The task>
Would you reproduce each of the records below precisely, with the pictures left out?

Records from a data source>
Segment Open

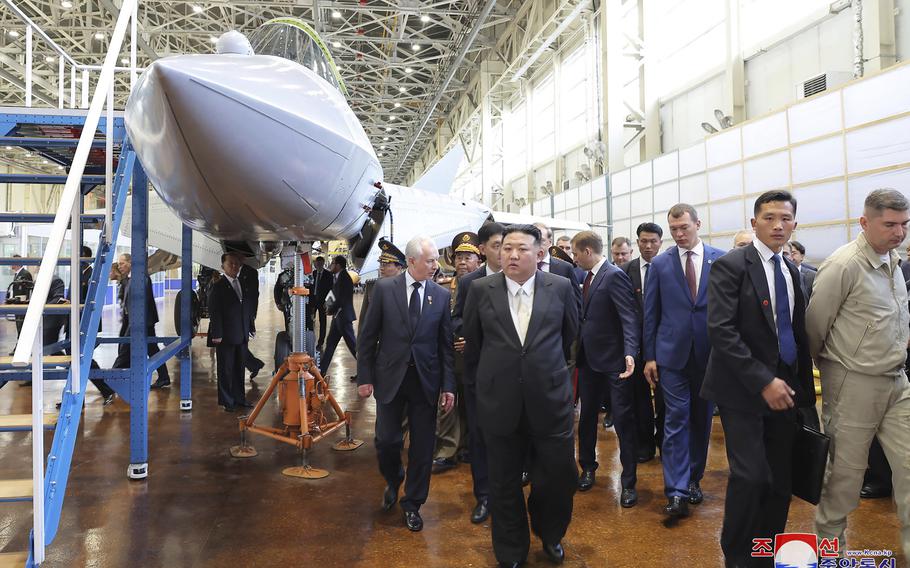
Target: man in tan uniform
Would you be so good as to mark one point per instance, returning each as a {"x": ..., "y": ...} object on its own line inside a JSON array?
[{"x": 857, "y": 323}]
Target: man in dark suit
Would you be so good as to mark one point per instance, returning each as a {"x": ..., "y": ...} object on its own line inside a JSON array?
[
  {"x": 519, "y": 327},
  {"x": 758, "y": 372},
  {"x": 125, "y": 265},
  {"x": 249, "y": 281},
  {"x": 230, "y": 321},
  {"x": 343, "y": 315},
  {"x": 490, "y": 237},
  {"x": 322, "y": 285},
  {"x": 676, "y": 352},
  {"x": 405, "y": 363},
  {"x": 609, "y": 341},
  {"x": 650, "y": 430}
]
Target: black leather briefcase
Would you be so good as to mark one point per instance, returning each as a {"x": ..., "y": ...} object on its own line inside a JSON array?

Segment Closed

Task answer>
Target: man in tan uniform
Would you be so good as to mark one point per instance, returning each as a {"x": ..., "y": ...} object on its own line inside a JSON array?
[{"x": 857, "y": 323}]
Target: man in dark suit
Would you be so good as to mark one point per instance, returning each as a {"x": ..., "y": ...} object on its own line inside a JSON array?
[
  {"x": 519, "y": 327},
  {"x": 758, "y": 372},
  {"x": 125, "y": 265},
  {"x": 249, "y": 281},
  {"x": 230, "y": 321},
  {"x": 343, "y": 315},
  {"x": 490, "y": 237},
  {"x": 322, "y": 285},
  {"x": 676, "y": 352},
  {"x": 405, "y": 363},
  {"x": 609, "y": 341},
  {"x": 650, "y": 430}
]
Target: black leather briefcase
Would you be so good as to mark one point per instance, returning each as a {"x": ..., "y": ...} object on its own line inside a JSON array?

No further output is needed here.